§ **REQUIREMENT 1**
Please translate this sentence from the article on ADHD therapy into Spanish: "Medications work well, but they don’t treat the problem fully, he said."
§ **REQUIREMENT 2**
In the article on ADHD therapy, how many adults did the research team study?
-------- TEXT SHOWN
Adults who take medications to treat their attention-deficit/hyperactivity disorder may still be easily distracted or struggle with impulsivity that disrupts their daily lives. New research suggests that a type of counseling may help people improve their persistent symptoms, even long after their sessions end.
Steven Safren, director of behavioral medicine in Massachusetts General Hospital’s psychiatry department, led a team of researchers who studied 86 adults with ADHD who were being treated with various medications. The participants were randomly assigned to receive either cognitive behavioral therapy or to learn relaxation techniques for three months. Both groups also got educational support about ADHD.
In individual cognitive behavioral therapy sessions, the participants learned how to solve problems, organize and plan tasks based on their attention spans, reduce distractibility, and break down overwhelming challenges into more manageable chunks. They were also trained to think about distressing situations in new ways.
In the relaxation group, the participants learned progressive muscle relaxation and other calming techniques. They were also trained to call on these skills when feeling distracted or overwhelmed.
After six and nine months, a clinician, who did not know which treatment the participants got, assessed the 70 people who finished treatment and completed follow-up evaluations. Two-thirds of the people in the cognitive behavioral therapy group improved, compared with a third of the people in the relaxation group, based on a scale that measures ADHD symptoms.
The study, which appears in the Journal of the American Medical Association, provides good evidence for adding cognitive behavioral therapy to medications for adults with ADHD, especially in light of other research, Safren said in an interview.
Medications work well, but they don’t treat the problem fully, he said.
“Medications don’t teach skills and organization, or deal with distraction,” he said. "The goal of treatment for patients in cognitive behavioral therapy is to learn how to become their own therapists, to get them to practice their skills long enough that they become habitual.”
----------------
-------- AVAILABLE DATA
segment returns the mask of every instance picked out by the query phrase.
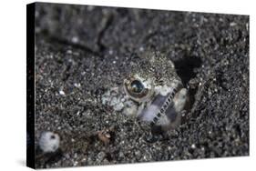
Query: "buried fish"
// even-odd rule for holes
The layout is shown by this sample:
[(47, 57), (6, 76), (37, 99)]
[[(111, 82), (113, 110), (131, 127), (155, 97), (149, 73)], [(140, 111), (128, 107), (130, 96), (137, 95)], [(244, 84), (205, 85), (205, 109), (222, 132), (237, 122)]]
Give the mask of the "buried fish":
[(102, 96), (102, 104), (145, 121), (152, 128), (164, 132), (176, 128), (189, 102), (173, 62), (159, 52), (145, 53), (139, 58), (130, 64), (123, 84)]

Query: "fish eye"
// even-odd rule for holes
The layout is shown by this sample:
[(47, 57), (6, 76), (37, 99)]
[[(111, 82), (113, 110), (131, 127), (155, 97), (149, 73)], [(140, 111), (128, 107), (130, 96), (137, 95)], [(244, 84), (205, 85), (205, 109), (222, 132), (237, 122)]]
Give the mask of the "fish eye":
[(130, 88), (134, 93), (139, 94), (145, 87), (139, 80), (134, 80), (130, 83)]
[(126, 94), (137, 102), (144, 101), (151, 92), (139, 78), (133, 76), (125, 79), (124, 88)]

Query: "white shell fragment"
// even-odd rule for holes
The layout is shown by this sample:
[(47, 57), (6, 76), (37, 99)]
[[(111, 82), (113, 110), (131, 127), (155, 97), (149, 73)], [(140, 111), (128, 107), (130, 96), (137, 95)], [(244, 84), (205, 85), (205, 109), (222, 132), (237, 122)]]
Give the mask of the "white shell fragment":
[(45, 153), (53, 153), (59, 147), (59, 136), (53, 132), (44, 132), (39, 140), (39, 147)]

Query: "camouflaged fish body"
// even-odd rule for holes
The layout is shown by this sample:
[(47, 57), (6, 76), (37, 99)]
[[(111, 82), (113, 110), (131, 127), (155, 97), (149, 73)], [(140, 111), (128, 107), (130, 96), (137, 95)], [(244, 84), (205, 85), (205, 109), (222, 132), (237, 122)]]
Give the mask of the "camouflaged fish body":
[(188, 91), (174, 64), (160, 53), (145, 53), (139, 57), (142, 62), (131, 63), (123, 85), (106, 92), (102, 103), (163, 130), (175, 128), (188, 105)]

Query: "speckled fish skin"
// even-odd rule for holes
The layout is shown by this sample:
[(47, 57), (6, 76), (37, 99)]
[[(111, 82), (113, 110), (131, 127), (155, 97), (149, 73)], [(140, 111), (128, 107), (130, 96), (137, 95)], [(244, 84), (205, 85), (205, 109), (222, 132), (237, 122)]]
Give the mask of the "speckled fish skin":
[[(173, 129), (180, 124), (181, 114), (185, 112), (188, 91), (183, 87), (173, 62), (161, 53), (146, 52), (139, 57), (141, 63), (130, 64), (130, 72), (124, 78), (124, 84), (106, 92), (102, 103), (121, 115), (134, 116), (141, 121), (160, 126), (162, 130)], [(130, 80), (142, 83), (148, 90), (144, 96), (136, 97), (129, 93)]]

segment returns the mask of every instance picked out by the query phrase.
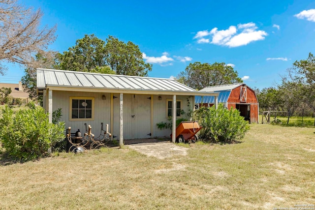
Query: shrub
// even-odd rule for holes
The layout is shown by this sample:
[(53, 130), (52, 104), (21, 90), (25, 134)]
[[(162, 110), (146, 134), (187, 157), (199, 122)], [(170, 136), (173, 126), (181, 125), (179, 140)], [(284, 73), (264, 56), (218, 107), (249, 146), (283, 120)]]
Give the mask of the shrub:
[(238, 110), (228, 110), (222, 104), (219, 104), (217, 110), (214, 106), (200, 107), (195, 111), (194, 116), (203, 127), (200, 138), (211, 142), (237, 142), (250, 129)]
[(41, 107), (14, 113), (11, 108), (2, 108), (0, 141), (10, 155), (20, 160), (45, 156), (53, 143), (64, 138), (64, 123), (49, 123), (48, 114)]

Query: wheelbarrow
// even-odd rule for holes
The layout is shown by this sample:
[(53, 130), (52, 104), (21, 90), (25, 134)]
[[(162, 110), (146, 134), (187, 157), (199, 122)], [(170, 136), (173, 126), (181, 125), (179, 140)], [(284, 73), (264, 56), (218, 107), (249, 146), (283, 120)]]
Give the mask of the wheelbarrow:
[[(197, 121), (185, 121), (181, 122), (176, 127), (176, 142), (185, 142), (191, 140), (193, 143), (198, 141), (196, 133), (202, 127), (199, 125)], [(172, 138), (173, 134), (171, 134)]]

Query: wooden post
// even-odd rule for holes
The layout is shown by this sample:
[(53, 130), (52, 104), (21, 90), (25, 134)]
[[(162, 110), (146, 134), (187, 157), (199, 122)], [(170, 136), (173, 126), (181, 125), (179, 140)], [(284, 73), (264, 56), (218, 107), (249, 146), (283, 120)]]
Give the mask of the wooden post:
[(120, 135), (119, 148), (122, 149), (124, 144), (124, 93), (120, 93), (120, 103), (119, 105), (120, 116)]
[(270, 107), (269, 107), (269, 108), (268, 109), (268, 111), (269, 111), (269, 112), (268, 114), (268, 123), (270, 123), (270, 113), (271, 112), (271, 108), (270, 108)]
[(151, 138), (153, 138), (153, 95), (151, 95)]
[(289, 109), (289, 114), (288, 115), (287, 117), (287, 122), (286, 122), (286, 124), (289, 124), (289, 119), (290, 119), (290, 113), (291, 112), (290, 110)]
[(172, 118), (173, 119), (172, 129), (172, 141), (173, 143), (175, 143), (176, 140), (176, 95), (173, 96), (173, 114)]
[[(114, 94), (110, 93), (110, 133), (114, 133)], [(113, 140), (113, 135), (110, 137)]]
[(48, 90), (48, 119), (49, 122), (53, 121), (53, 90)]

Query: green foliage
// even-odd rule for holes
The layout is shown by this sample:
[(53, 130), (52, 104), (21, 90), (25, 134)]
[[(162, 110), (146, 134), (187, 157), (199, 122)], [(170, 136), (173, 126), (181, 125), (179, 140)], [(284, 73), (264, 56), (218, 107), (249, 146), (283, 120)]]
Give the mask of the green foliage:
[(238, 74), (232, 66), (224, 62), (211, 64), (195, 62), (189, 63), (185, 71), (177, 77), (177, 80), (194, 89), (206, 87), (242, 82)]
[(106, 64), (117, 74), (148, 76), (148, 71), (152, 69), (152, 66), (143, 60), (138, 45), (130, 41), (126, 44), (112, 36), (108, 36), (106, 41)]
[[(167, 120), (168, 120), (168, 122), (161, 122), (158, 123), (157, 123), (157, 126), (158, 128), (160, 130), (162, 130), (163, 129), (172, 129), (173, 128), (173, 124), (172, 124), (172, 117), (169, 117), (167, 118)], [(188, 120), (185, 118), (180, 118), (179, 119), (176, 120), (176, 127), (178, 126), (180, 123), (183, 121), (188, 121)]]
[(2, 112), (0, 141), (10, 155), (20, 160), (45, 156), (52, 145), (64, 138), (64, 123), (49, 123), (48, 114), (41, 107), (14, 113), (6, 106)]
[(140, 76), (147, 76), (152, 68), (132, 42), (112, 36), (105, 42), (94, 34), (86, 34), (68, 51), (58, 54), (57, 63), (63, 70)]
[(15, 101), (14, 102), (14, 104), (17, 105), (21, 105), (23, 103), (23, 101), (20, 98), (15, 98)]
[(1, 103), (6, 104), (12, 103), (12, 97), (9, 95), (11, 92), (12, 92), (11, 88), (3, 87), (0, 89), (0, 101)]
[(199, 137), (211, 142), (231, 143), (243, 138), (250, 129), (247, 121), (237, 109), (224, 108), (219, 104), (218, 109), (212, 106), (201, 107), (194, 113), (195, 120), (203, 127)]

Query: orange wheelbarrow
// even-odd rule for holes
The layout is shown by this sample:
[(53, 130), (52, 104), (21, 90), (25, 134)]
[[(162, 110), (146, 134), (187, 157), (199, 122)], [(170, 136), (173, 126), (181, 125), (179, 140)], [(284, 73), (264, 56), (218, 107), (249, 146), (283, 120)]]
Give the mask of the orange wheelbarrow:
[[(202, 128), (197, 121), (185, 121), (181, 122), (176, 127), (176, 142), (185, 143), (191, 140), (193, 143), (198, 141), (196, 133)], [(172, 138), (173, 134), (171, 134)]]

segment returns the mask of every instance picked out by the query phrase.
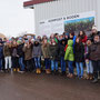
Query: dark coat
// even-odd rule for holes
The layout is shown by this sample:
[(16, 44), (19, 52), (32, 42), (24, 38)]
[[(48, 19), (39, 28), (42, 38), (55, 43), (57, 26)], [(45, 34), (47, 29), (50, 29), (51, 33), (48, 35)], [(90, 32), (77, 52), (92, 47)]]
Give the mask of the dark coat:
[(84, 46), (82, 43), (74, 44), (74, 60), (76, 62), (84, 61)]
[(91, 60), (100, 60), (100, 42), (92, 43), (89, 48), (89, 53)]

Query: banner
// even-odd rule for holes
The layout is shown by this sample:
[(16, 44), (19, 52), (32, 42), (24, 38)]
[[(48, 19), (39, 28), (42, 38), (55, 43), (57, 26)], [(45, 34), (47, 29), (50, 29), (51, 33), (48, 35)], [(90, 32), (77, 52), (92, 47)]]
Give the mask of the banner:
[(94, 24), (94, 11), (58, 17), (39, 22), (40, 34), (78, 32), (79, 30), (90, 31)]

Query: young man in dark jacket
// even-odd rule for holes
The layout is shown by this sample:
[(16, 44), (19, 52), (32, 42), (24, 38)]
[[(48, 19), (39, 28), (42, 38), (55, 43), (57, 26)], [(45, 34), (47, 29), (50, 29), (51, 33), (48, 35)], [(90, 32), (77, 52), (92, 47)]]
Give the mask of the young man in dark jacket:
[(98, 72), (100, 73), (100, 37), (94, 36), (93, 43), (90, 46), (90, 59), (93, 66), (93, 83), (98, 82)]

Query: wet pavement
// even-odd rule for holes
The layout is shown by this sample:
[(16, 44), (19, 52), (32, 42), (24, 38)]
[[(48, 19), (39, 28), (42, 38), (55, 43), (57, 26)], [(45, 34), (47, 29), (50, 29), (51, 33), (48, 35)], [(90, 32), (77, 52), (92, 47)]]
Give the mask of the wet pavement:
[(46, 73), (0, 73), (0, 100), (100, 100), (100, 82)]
----------------
§ **WRITTEN ANSWER 1**
Los medicamentos funcionan bien, pero no tratan el problema por completo, dijo.

§ **WRITTEN ANSWER 2**
86 adults with ADHD.